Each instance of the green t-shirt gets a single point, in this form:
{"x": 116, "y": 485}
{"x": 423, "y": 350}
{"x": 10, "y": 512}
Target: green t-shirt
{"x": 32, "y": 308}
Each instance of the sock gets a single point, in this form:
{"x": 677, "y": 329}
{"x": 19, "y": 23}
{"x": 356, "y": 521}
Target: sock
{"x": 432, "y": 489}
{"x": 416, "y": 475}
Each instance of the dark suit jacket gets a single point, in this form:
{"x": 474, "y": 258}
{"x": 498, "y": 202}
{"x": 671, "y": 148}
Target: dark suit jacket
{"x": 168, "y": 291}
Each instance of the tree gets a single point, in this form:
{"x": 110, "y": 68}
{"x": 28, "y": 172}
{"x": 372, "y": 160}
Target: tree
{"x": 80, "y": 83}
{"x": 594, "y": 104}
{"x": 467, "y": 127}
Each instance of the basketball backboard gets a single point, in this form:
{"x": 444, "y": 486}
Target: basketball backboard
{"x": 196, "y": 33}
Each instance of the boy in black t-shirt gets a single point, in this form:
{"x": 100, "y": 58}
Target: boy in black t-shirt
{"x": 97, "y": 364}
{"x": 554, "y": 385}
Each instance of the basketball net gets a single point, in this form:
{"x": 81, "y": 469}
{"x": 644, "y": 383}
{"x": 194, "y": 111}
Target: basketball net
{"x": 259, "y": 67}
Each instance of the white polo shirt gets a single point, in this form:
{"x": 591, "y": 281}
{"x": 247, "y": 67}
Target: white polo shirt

● ● ●

Required work:
Print out the whole of the material above exactly as it stands.

Answer box:
Each instance of the green t-shirt gets a single point, in this form:
{"x": 116, "y": 485}
{"x": 423, "y": 350}
{"x": 10, "y": 512}
Target: green t-shirt
{"x": 32, "y": 308}
Each instance of the sock gets a single point, in this form:
{"x": 677, "y": 329}
{"x": 19, "y": 23}
{"x": 356, "y": 521}
Target: sock
{"x": 432, "y": 489}
{"x": 416, "y": 475}
Each instance of the dark suit jacket gets a single point, in this form:
{"x": 474, "y": 258}
{"x": 498, "y": 202}
{"x": 671, "y": 148}
Target: dark suit jacket
{"x": 168, "y": 291}
Each instance of the tree gets a single point, in this form:
{"x": 110, "y": 68}
{"x": 28, "y": 172}
{"x": 372, "y": 160}
Target: tree
{"x": 80, "y": 83}
{"x": 594, "y": 104}
{"x": 467, "y": 127}
Each instance of the basketball backboard gets a single point, in this form:
{"x": 444, "y": 486}
Target: basketball backboard
{"x": 196, "y": 33}
Each instance of the boy in black t-shirt gets a single point, in this form:
{"x": 100, "y": 58}
Target: boy in black t-shirt
{"x": 97, "y": 364}
{"x": 554, "y": 385}
Each instance of the basketball net gets a single point, in this form:
{"x": 81, "y": 469}
{"x": 644, "y": 383}
{"x": 194, "y": 111}
Target: basketball net
{"x": 259, "y": 67}
Each instance of the white polo shirt gets a single point, in this form:
{"x": 591, "y": 281}
{"x": 247, "y": 67}
Target: white polo shirt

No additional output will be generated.